==== Material for this exercise ====
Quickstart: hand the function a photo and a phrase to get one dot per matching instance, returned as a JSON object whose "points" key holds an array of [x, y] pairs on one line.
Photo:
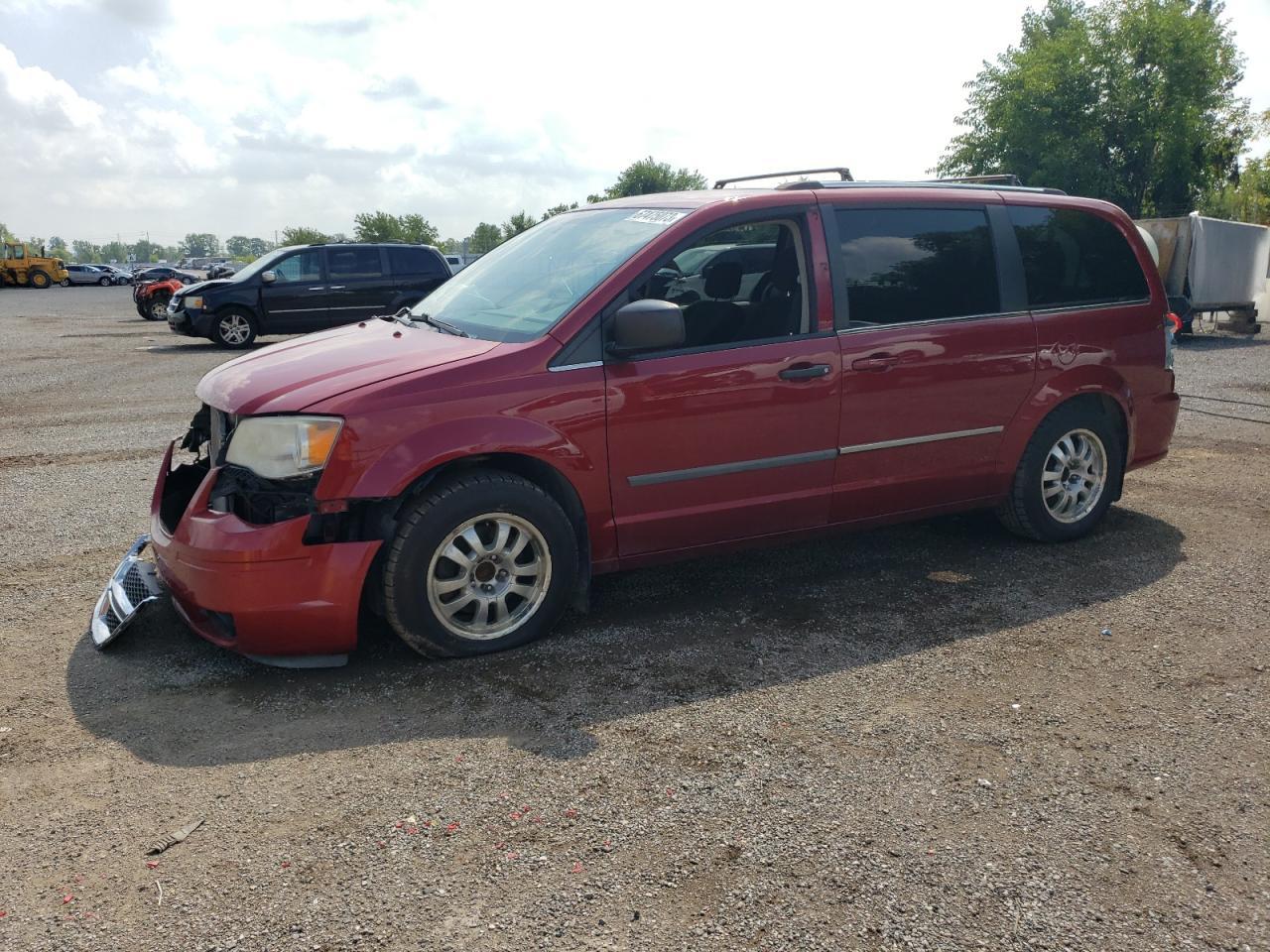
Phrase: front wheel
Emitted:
{"points": [[157, 307], [1064, 485], [234, 329], [483, 562]]}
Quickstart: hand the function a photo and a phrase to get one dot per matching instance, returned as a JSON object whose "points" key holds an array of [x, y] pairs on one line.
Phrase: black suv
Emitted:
{"points": [[308, 287]]}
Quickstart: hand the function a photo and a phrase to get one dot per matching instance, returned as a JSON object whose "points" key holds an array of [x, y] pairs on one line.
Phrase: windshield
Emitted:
{"points": [[259, 264], [521, 289]]}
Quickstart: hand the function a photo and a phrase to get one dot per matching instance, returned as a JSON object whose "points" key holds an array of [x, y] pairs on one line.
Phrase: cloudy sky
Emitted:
{"points": [[119, 117]]}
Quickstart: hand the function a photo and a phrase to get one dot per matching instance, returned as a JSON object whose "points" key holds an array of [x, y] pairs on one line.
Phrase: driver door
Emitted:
{"points": [[296, 301], [733, 434]]}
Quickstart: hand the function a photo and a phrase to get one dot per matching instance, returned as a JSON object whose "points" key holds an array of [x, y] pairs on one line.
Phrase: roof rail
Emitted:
{"points": [[839, 169], [998, 179]]}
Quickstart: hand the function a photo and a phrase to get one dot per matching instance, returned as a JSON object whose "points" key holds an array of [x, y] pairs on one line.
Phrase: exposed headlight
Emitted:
{"points": [[281, 447]]}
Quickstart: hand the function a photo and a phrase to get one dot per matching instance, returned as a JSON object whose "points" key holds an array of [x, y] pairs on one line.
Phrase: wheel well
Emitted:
{"points": [[382, 520], [1112, 412]]}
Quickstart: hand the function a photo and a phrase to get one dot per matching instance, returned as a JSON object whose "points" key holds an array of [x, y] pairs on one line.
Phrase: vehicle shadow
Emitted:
{"points": [[1219, 341], [656, 639]]}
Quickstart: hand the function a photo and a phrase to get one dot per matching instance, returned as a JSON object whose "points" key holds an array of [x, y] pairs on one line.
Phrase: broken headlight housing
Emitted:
{"points": [[284, 447]]}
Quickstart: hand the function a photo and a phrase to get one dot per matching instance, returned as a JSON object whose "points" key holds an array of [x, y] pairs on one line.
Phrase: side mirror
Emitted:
{"points": [[647, 325]]}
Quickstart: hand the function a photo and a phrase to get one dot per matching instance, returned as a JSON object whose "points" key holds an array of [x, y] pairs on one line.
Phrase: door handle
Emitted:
{"points": [[804, 371], [875, 363]]}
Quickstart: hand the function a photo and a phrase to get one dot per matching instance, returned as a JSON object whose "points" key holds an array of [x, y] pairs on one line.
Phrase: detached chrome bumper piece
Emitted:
{"points": [[132, 585]]}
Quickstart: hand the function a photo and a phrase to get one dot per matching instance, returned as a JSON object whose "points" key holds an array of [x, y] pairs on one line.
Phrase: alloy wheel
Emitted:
{"points": [[1075, 475], [489, 576], [234, 329]]}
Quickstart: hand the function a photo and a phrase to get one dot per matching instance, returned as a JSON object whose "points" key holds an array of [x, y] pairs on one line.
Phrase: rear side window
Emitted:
{"points": [[354, 263], [413, 261], [1074, 258], [917, 264]]}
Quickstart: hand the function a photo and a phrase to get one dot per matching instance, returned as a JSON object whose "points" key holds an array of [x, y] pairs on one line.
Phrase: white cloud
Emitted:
{"points": [[248, 117]]}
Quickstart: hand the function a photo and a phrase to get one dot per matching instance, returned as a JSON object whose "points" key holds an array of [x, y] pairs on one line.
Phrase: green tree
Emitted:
{"points": [[648, 177], [302, 235], [558, 209], [484, 238], [1246, 197], [199, 245], [518, 222], [381, 226], [85, 252], [1129, 100]]}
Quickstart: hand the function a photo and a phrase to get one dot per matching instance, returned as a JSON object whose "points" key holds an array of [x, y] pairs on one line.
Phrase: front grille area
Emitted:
{"points": [[135, 587]]}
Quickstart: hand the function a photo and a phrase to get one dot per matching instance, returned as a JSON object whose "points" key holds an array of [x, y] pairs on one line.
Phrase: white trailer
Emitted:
{"points": [[1211, 267]]}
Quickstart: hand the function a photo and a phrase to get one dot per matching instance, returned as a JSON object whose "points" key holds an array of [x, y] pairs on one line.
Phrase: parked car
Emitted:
{"points": [[151, 298], [118, 275], [86, 275], [467, 466], [164, 273], [308, 287]]}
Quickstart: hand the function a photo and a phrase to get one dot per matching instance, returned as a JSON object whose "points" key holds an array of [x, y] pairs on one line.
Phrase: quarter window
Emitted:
{"points": [[917, 264], [1074, 258], [412, 261], [354, 263]]}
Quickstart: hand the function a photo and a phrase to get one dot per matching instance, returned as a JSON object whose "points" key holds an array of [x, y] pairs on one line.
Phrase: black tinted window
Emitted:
{"points": [[354, 263], [413, 261], [917, 264], [1075, 258]]}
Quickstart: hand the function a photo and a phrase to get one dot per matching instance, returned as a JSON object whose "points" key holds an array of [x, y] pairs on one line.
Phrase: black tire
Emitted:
{"points": [[1025, 511], [227, 329], [431, 522], [155, 307]]}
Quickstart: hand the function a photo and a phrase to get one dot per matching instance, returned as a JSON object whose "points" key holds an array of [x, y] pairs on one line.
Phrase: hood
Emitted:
{"points": [[291, 376], [203, 286]]}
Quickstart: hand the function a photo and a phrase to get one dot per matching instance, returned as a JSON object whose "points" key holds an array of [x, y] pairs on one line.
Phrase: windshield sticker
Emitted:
{"points": [[651, 217]]}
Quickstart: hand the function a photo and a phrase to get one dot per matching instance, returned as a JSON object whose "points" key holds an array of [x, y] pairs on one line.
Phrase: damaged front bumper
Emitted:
{"points": [[134, 584]]}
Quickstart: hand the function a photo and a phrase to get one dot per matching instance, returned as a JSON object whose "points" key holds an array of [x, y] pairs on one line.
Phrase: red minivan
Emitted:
{"points": [[653, 379]]}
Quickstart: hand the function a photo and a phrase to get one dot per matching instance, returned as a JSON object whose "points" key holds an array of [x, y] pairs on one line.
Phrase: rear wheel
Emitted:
{"points": [[1065, 481], [483, 562], [234, 329]]}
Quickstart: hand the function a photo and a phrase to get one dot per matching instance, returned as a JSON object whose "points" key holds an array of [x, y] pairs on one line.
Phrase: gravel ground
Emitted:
{"points": [[916, 738]]}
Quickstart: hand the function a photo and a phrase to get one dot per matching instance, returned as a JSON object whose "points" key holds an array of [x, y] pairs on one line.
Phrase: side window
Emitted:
{"points": [[345, 263], [737, 285], [917, 264], [303, 266], [1075, 258], [404, 262]]}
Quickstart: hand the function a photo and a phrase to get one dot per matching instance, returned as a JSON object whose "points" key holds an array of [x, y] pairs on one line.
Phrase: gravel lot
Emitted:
{"points": [[915, 738]]}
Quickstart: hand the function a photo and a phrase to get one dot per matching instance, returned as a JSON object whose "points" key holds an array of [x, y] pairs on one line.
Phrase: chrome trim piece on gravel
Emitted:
{"points": [[134, 584], [915, 440], [698, 472]]}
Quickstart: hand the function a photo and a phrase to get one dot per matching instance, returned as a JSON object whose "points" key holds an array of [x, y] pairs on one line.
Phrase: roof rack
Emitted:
{"points": [[1000, 179], [839, 169]]}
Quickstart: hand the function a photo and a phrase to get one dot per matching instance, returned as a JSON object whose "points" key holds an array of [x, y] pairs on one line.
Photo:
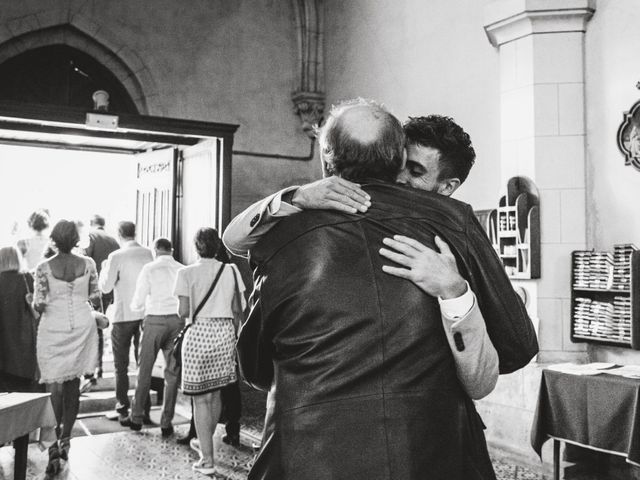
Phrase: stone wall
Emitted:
{"points": [[231, 61]]}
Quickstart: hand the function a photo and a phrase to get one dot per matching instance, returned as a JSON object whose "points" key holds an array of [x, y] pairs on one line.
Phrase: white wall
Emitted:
{"points": [[613, 189], [417, 58]]}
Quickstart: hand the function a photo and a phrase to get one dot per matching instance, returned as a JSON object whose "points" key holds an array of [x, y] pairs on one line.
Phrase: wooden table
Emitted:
{"points": [[20, 414], [599, 412]]}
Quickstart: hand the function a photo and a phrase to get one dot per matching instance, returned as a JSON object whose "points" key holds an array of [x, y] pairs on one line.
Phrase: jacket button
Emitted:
{"points": [[457, 338]]}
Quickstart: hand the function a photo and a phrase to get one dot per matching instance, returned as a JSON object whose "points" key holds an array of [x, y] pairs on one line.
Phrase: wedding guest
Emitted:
{"points": [[119, 274], [231, 401], [208, 352], [18, 365], [154, 295], [32, 248], [100, 246], [66, 346]]}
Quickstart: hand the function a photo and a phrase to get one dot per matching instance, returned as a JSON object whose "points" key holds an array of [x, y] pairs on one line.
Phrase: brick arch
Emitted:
{"points": [[59, 27]]}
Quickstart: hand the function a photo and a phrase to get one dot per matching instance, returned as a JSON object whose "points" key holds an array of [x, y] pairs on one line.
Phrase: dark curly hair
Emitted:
{"points": [[65, 235], [207, 242], [370, 148], [38, 220], [457, 155]]}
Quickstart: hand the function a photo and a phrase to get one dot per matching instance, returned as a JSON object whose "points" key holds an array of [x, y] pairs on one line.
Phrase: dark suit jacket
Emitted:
{"points": [[365, 382], [100, 246]]}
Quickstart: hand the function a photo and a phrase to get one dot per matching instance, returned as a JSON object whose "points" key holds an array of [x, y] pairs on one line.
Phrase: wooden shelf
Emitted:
{"points": [[604, 298], [516, 223], [601, 290]]}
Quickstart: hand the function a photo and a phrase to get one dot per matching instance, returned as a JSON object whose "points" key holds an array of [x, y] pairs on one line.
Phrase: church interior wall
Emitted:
{"points": [[418, 58], [613, 189], [230, 61]]}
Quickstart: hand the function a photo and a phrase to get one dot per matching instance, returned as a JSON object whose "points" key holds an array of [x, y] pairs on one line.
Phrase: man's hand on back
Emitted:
{"points": [[332, 193], [435, 273]]}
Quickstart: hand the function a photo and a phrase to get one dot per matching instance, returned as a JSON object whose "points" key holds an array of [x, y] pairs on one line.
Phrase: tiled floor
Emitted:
{"points": [[147, 456]]}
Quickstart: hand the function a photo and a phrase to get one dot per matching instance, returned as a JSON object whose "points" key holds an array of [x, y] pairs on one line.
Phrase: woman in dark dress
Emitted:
{"points": [[18, 363]]}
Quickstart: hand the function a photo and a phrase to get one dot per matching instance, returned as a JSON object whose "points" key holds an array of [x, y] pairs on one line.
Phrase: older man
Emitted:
{"points": [[440, 156], [365, 383]]}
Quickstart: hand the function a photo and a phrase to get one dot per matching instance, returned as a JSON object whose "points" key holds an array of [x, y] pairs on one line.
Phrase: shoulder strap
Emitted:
{"points": [[206, 297]]}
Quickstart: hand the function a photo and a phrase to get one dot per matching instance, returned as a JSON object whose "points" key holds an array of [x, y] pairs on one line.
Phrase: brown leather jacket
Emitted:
{"points": [[365, 383]]}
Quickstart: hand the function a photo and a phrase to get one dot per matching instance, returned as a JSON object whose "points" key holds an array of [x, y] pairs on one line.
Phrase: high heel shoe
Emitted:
{"points": [[65, 445], [53, 467]]}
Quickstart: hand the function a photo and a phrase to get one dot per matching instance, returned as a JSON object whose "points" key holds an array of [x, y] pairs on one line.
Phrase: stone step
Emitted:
{"points": [[108, 381], [101, 401]]}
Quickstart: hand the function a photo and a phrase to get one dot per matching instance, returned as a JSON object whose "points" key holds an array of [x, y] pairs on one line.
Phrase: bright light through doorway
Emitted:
{"points": [[71, 184]]}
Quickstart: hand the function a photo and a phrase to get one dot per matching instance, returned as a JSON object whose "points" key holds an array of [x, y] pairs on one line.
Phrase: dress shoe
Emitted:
{"points": [[146, 420], [127, 422], [195, 446], [233, 440], [185, 440]]}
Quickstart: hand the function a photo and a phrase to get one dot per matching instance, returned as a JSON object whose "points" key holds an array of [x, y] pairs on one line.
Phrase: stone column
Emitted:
{"points": [[541, 44]]}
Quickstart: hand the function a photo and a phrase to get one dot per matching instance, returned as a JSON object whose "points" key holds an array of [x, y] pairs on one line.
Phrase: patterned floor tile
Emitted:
{"points": [[146, 455]]}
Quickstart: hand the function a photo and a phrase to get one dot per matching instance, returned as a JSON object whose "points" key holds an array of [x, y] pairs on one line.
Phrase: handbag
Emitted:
{"points": [[177, 342], [236, 306], [28, 298]]}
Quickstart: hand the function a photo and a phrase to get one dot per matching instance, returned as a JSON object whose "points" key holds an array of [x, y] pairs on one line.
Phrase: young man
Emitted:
{"points": [[439, 158], [100, 246], [154, 295], [119, 274], [364, 384]]}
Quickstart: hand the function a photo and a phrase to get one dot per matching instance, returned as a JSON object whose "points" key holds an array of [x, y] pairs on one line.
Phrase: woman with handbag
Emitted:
{"points": [[67, 347], [212, 290], [18, 365]]}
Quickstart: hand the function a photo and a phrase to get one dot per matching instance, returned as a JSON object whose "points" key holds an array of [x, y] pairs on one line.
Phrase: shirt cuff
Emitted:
{"points": [[278, 208], [459, 306]]}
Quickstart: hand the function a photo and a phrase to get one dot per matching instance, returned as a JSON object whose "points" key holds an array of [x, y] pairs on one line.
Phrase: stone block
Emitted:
{"points": [[509, 390], [560, 162], [555, 277], [545, 109], [526, 157], [53, 17], [524, 61], [550, 227], [508, 67], [573, 215], [517, 114], [531, 376], [571, 109], [551, 325], [558, 58], [567, 344], [508, 157], [22, 25]]}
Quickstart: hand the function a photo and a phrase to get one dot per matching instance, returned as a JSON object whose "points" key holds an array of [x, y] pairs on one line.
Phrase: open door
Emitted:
{"points": [[199, 194], [156, 196]]}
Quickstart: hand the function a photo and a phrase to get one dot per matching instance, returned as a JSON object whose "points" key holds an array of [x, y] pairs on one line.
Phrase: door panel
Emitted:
{"points": [[155, 202], [200, 190]]}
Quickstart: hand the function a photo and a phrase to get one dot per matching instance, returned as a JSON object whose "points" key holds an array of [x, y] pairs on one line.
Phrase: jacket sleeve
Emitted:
{"points": [[475, 357], [255, 351], [109, 274], [248, 227], [508, 324]]}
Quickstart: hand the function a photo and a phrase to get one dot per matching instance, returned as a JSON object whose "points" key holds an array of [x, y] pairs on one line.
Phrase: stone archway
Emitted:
{"points": [[63, 27]]}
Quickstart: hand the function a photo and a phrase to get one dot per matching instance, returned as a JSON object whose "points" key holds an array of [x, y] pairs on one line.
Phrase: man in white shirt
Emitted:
{"points": [[154, 295], [120, 273]]}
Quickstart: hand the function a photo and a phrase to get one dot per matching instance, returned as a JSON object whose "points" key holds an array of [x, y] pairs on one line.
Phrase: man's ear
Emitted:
{"points": [[448, 186]]}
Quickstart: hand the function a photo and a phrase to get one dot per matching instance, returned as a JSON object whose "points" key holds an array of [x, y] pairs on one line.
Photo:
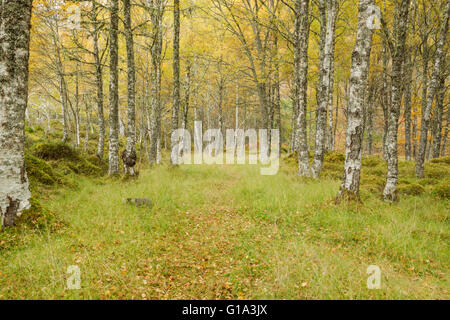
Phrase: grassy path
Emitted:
{"points": [[227, 232]]}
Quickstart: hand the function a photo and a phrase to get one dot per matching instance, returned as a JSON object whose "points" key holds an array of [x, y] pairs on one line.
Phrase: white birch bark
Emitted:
{"points": [[432, 88], [358, 78], [114, 90], [15, 16], [327, 9], [398, 54], [301, 83]]}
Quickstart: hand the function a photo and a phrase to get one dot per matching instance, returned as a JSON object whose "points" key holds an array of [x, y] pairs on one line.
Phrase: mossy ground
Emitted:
{"points": [[220, 232]]}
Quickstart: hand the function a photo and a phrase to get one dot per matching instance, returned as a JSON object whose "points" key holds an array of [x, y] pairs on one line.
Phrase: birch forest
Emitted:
{"points": [[224, 149]]}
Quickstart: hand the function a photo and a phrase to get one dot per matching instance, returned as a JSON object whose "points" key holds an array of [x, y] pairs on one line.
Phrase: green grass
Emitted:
{"points": [[220, 232]]}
====
» **Written instruction**
Return every line above that contains the word "rear".

» **Completed task**
Phrase: rear side window
Phrase: rear wheel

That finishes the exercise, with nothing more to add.